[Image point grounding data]

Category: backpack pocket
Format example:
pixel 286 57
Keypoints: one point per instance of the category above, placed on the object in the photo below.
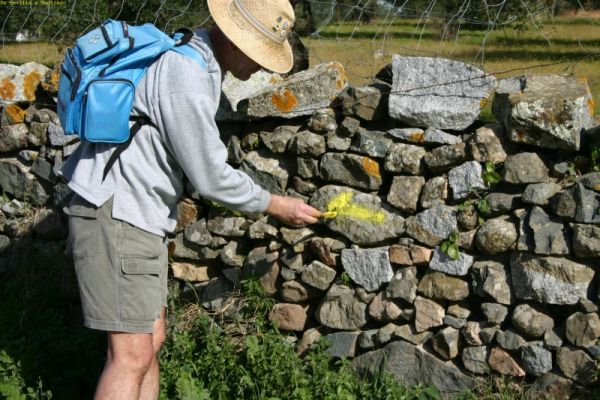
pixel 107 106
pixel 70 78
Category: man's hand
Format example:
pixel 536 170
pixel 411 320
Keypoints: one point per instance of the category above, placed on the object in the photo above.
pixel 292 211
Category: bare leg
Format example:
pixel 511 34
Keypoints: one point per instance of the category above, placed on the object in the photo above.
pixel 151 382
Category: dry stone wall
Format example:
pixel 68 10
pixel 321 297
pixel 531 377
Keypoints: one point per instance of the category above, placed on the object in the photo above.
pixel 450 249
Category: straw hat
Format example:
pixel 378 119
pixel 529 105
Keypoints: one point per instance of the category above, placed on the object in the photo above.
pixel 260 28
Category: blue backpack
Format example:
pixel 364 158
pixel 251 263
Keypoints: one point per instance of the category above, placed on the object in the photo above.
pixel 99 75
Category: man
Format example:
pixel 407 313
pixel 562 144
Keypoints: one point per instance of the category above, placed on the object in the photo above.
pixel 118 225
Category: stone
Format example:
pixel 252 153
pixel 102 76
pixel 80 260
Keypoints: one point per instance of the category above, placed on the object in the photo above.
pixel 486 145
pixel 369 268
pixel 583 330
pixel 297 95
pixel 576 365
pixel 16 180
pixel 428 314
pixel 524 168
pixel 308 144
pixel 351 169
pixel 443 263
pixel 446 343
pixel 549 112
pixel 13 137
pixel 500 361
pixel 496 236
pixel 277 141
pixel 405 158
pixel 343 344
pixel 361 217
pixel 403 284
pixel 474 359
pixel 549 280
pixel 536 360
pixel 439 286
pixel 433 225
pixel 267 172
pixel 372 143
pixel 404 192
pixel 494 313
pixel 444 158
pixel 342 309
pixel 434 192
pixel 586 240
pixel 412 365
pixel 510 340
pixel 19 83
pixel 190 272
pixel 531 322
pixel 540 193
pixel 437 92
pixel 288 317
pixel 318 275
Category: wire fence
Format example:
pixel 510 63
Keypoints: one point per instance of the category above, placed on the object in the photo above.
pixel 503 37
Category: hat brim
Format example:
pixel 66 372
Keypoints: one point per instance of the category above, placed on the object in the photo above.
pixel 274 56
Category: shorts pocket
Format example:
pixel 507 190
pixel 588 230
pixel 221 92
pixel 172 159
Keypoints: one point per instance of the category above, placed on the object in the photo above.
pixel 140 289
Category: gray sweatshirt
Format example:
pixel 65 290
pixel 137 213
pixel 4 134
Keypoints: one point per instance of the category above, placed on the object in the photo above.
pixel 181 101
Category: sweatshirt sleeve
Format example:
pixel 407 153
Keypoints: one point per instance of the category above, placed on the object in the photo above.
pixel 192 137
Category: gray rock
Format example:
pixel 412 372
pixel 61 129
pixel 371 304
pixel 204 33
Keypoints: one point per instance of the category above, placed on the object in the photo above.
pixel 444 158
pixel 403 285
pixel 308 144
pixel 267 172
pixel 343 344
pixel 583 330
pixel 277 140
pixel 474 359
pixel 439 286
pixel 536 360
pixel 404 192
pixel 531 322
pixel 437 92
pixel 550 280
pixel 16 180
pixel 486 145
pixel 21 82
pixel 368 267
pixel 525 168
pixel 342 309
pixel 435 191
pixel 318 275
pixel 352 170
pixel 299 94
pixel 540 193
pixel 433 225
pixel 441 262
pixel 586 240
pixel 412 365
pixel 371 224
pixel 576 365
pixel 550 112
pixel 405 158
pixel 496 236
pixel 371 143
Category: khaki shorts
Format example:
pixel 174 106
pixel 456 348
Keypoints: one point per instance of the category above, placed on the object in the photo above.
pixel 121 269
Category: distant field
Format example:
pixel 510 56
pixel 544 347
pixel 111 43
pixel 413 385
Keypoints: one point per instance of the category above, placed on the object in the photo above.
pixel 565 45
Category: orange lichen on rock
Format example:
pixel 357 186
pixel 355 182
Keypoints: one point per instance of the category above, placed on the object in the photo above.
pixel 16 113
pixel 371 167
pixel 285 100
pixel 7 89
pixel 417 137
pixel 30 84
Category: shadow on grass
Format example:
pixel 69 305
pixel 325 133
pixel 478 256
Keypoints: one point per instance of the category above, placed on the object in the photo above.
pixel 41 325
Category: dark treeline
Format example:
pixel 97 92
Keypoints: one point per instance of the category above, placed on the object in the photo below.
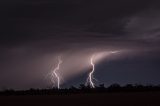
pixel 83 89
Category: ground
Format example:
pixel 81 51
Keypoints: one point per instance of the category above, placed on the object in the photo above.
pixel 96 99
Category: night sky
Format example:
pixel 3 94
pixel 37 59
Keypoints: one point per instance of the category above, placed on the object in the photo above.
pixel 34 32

...

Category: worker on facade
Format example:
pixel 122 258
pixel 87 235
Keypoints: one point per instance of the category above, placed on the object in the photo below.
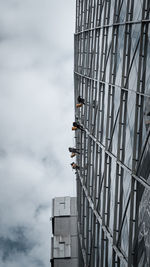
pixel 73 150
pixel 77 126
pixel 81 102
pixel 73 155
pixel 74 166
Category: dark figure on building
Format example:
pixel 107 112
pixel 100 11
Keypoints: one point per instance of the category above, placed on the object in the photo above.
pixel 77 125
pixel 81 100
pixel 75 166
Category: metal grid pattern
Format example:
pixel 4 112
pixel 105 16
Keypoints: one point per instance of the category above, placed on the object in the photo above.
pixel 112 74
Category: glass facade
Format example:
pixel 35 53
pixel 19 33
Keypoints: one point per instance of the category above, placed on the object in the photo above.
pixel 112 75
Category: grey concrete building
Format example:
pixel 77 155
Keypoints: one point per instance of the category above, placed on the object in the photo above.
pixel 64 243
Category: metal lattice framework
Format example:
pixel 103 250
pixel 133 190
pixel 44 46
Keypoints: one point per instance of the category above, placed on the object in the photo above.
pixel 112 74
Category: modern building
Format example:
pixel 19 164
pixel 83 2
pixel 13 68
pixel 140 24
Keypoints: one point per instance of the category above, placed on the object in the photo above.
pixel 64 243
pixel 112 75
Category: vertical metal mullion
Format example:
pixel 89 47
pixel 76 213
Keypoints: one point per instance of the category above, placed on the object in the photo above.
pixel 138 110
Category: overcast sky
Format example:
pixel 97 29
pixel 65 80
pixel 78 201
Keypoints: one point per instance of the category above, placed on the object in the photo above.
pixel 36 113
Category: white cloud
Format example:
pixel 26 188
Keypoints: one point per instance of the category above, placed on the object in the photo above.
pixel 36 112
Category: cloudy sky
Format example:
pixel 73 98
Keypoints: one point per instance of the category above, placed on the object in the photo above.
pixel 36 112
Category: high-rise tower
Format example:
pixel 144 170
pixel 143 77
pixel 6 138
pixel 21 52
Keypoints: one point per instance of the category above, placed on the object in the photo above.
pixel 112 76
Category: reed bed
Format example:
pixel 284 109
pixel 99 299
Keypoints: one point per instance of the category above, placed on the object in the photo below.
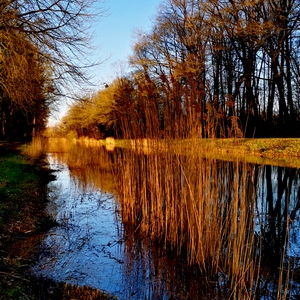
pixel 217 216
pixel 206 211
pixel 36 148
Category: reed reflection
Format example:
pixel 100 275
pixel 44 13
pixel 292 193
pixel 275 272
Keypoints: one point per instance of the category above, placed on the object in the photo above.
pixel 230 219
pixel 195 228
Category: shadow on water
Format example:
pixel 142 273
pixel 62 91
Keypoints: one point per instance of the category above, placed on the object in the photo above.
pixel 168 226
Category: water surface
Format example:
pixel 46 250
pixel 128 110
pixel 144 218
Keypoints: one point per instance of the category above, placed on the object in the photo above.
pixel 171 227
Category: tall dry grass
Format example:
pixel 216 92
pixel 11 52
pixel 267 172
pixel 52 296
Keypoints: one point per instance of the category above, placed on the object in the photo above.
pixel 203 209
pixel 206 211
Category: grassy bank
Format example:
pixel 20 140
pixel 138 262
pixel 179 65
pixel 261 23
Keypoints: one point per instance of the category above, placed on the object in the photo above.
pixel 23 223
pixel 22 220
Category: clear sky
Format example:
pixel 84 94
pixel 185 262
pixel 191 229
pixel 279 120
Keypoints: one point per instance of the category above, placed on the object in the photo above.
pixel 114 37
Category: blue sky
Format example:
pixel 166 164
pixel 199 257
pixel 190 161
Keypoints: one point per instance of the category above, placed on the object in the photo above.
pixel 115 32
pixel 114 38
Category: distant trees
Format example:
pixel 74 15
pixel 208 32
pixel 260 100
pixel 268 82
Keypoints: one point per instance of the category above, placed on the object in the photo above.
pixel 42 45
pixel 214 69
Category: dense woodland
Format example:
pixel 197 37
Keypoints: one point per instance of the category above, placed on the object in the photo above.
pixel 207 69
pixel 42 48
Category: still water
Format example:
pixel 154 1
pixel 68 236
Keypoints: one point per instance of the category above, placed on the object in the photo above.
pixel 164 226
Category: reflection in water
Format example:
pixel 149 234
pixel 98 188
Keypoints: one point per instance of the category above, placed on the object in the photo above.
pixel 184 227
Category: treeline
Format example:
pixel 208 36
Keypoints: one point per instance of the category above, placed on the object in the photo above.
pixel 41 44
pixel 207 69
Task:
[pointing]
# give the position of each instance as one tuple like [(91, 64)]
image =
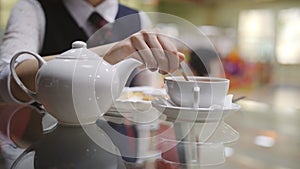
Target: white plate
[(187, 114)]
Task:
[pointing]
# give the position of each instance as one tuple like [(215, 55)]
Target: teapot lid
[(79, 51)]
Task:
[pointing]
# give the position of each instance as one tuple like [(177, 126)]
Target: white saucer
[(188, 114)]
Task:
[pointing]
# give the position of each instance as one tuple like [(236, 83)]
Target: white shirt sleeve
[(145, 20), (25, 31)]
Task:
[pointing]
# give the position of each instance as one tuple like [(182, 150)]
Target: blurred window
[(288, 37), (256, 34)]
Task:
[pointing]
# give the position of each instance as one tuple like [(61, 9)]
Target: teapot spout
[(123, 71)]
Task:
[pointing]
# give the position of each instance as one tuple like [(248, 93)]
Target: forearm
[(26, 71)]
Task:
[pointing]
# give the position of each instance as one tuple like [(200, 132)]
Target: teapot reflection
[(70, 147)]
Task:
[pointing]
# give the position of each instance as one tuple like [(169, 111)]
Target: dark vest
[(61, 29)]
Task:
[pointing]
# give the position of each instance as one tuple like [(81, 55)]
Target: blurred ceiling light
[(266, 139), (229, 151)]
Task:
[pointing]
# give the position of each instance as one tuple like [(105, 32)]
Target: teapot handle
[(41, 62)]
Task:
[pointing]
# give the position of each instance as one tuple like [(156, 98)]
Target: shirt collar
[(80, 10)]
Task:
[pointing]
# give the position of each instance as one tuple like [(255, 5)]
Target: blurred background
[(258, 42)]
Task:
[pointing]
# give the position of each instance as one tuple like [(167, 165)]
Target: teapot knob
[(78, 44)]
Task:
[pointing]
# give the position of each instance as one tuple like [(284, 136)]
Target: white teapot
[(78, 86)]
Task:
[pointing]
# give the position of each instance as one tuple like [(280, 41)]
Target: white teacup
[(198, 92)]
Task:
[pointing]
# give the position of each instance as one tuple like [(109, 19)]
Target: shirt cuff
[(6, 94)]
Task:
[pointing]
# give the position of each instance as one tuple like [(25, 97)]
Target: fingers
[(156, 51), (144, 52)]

(What the exercise asks): What are the lines above, starting at the one with "pixel 68 10" and ending at the one with "pixel 80 260"? Give them again exactly, and only them.

(Output below):
pixel 68 10
pixel 321 297
pixel 531 377
Keypoints: one point per instance of the category above, placed on the object in the photo above.
pixel 450 249
Category: straw hat
Format example:
pixel 378 119
pixel 529 105
Keypoints: one point per instance of the category above, placed on the object in the photo above.
pixel 260 28
Category: blue backpack
Format example:
pixel 364 158
pixel 251 263
Keypoints: one point per instance of the category above, placed on the object in the photo above.
pixel 99 75
Category: man
Format example:
pixel 407 313
pixel 562 144
Keypoints: one point per instance of the category above, placed on the object in the photo above.
pixel 118 225
Category: stone
Format example:
pixel 252 153
pixel 102 76
pixel 80 260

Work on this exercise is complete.